■ INSTRUCTIONS FOR THE TASK: Reproduce, character for character, the lines of the records from the one containing "Exercise. Point out the glass skyscraper" through the one containing "[(199, 346)]", including both of those lines.
++++++++++
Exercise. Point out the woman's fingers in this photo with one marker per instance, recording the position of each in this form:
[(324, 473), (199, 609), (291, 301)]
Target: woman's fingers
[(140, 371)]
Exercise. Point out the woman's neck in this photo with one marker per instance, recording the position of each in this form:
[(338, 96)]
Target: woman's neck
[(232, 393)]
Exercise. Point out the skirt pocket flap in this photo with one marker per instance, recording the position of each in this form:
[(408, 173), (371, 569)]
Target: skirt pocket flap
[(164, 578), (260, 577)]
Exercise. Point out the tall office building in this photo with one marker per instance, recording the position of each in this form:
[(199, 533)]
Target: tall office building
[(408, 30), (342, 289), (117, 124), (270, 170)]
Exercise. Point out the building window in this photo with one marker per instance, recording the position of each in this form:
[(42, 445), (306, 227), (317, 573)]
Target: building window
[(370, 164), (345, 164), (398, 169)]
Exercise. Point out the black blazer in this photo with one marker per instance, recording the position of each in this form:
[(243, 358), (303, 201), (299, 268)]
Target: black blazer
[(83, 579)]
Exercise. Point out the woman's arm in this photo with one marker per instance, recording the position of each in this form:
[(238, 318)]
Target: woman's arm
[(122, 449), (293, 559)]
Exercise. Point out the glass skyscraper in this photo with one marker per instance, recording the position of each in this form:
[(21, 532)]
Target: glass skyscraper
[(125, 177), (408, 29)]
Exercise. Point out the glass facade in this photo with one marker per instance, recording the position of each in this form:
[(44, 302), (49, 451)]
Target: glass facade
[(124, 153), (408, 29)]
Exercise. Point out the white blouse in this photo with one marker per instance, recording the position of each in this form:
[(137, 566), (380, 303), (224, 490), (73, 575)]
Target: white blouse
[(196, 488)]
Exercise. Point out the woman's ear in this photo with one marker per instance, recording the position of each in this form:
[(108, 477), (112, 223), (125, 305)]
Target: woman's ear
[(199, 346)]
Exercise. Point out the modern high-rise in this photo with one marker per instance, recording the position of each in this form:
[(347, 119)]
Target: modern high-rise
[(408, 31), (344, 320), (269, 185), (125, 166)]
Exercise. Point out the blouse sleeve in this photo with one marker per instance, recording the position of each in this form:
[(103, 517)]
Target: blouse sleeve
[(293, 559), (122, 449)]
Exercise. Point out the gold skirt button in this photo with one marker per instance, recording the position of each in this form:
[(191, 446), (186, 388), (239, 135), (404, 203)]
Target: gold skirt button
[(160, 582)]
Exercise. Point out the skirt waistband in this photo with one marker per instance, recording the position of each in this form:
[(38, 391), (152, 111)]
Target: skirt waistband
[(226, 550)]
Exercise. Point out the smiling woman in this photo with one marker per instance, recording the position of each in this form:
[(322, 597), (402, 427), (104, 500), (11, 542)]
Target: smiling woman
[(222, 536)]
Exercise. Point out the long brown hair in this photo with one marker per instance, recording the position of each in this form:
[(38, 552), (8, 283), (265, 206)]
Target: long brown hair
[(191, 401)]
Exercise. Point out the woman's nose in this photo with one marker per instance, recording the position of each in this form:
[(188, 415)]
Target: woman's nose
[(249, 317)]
++++++++++
■ EXERCISE RESULT:
Exercise. Point out the glass skyscraper in this photo with one marker per instance, recording the position of each in this form:
[(21, 532)]
Target: glass skyscraper
[(125, 177), (408, 29)]
Exercise. Point out the glass facade in this photo with one marker per instance, recording the position of each in this form:
[(44, 302), (49, 451)]
Target: glass facade
[(124, 153), (408, 29)]
Exercise. Point out the white blouse in this photo with one marker per instance, recording the position of each in this form:
[(137, 566), (380, 303), (224, 490), (73, 575)]
Target: white blouse
[(196, 488)]
Exercise. Point out the woman's ear in this photo with one marker per instance, recording the position of each in this form:
[(108, 477), (112, 223), (125, 305)]
Target: woman's ear
[(199, 346)]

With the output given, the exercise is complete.